-- Document extract start --

NOT FOR RELEASE, PUBLICATION OR DISTRIBUTION, IN WHOLE OR IN PART, DIRECTLY OR INDIRECTLY, IN, INTO OR FROM ANY JURISDICTION WHERE TO DO SO WOULD CONSTITUTE A VIOLATION OF THE RELEVANT LAWS OR REGULATIONS OF THAT JURISDICTION.
This announcement contains inside information for the purposes of Article 7 of Regulation (EU) No 596/2014 (MAR) as it forms part of UK domestic law by virtue of the European Union (Withdrawal) Act 2018 ("MAR").
FOR IMMEDIATE RELEASE
4 October 2022
MYSALE Group plc
(the "Company", "MySale" or the "Group")
Total Voting Rights and Rule 2.9 Announcement
MySale (AIM: MYSL), a leading international online retailer, announces, further to the announcements of conversions of convertible loan notes into 43,318,509 ordinary shares of no par value in the Company ("MySale shares") on 29 September 2022 and 47,317,913 MySale Shares on 3 October 2022, an update on its total voting rights and Rule 2.9 under the UK Takeover Code.
Total Voting Rights
As at today, there are 992,988,620 MySale Shares in issue (including treasury shares). There are 396,035 MySale Shares held in treasury therefore, the total number of voting rights in the Company is 992,592,585.

-- Document extract end --
-- Provided material start --

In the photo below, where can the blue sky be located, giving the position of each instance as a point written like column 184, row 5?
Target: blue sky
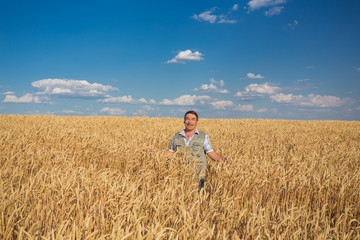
column 271, row 59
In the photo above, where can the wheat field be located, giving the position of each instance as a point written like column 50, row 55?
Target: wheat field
column 94, row 178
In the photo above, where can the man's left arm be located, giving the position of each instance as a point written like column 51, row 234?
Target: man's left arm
column 211, row 153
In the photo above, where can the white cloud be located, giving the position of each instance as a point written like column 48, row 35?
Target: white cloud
column 244, row 108
column 221, row 82
column 274, row 7
column 212, row 87
column 186, row 100
column 7, row 93
column 292, row 25
column 187, row 55
column 262, row 110
column 73, row 88
column 256, row 4
column 206, row 16
column 221, row 104
column 126, row 99
column 27, row 98
column 310, row 100
column 253, row 76
column 113, row 111
column 255, row 90
column 209, row 16
column 274, row 11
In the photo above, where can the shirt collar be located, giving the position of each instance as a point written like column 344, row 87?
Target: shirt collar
column 182, row 133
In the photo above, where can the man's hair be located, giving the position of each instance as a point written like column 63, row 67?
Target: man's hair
column 191, row 112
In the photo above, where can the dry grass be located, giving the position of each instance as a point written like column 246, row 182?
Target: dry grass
column 93, row 178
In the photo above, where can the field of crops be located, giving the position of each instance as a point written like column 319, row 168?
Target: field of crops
column 94, row 178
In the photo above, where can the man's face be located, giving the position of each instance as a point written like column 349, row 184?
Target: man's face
column 190, row 122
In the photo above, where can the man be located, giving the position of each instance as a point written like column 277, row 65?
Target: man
column 196, row 144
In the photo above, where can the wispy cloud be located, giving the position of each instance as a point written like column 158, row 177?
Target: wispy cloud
column 7, row 93
column 244, row 108
column 254, row 91
column 71, row 88
column 212, row 87
column 273, row 7
column 27, row 98
column 187, row 55
column 113, row 111
column 186, row 100
column 292, row 25
column 127, row 99
column 254, row 76
column 310, row 100
column 221, row 104
column 209, row 16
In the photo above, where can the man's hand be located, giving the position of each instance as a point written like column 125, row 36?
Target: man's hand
column 217, row 157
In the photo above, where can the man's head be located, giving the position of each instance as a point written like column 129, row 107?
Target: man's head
column 190, row 120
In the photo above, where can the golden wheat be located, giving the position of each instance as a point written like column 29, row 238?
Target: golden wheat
column 94, row 178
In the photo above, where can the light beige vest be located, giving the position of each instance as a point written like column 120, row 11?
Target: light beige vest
column 195, row 151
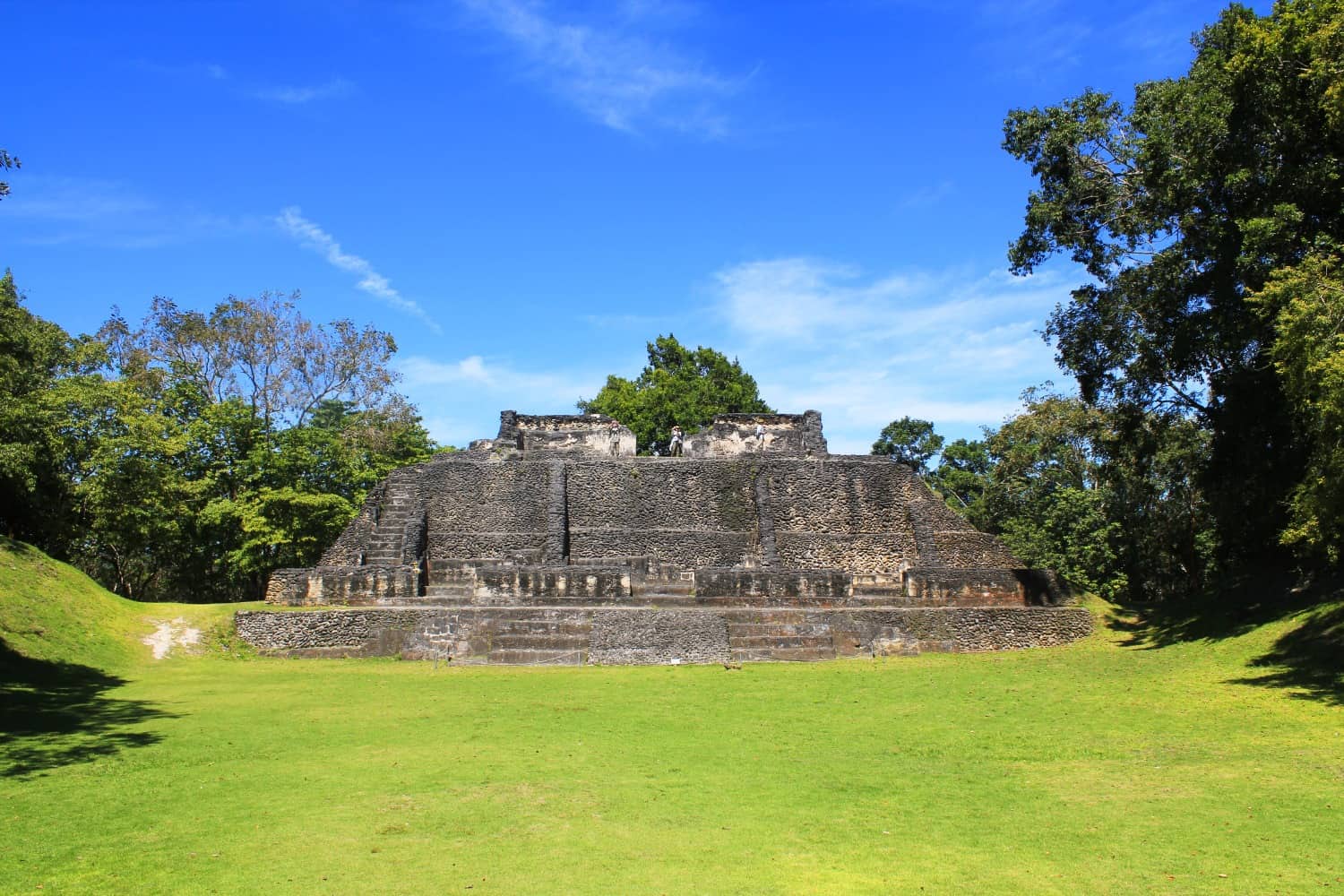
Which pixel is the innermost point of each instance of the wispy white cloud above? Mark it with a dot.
(613, 70)
(107, 212)
(952, 347)
(284, 94)
(292, 222)
(297, 96)
(553, 390)
(927, 195)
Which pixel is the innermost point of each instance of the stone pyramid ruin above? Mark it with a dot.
(553, 543)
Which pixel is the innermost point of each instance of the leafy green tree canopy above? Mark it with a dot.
(679, 387)
(1180, 207)
(910, 443)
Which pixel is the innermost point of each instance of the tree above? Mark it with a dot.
(1180, 209)
(7, 161)
(677, 387)
(34, 355)
(910, 443)
(1045, 495)
(962, 476)
(1306, 301)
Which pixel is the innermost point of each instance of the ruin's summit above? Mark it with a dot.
(728, 435)
(554, 543)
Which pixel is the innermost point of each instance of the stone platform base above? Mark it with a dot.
(648, 635)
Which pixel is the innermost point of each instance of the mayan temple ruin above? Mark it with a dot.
(553, 543)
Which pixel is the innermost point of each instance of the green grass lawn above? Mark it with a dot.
(1110, 766)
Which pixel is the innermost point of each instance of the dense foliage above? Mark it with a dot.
(1209, 217)
(188, 457)
(679, 387)
(5, 163)
(909, 441)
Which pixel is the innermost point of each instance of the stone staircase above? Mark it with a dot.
(539, 641)
(397, 509)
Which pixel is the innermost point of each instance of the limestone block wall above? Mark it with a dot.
(645, 635)
(476, 509)
(349, 547)
(734, 435)
(687, 513)
(564, 433)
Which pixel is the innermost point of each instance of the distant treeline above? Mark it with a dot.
(187, 457)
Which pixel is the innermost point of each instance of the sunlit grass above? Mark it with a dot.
(1098, 769)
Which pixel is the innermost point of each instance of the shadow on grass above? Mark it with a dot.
(1308, 659)
(58, 713)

-- Provided material end --

List every full calendar date (day, month and year) that appears in the MySale announcement.

4 October 2022
29 September 2022
3 October 2022